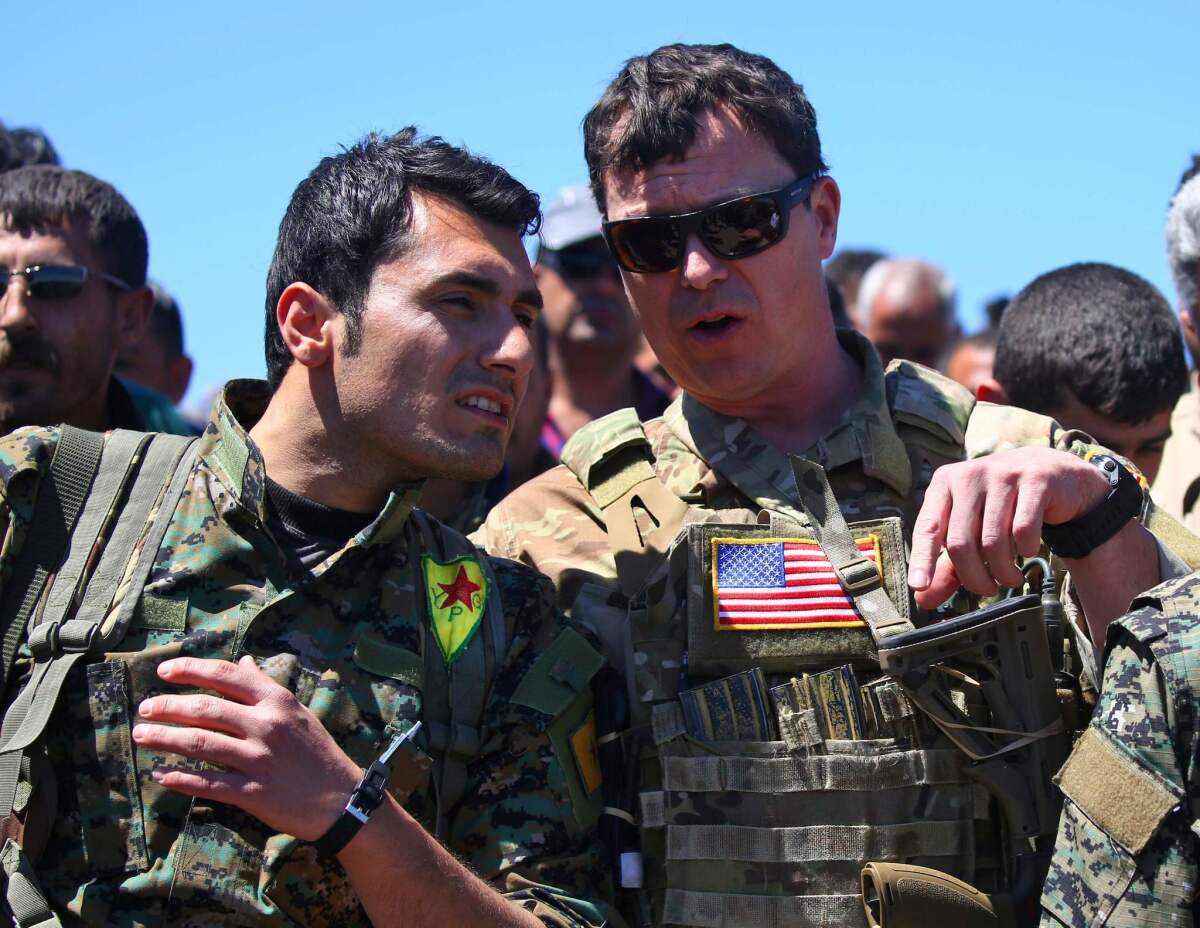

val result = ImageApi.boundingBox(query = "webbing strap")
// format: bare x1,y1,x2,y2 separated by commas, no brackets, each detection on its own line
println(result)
662,748,966,794
662,888,862,928
414,513,497,838
666,820,972,863
0,426,104,691
0,435,198,818
593,455,690,599
37,431,149,624
1,838,63,927
790,458,913,642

• Assigned task
Reproduce the whole listing verbatim and keep all pictures out of it.

• Response for this exercise
val result = ImageApi.boundingBox(query = "webbing strap")
// format: bare x1,y1,x2,y2 separated by commas, no brackets, each detection on its own line
println(result)
662,748,966,794
662,888,862,928
414,513,497,838
666,820,972,863
0,426,104,691
0,435,198,818
593,455,690,599
37,431,149,624
1,838,63,927
790,458,913,642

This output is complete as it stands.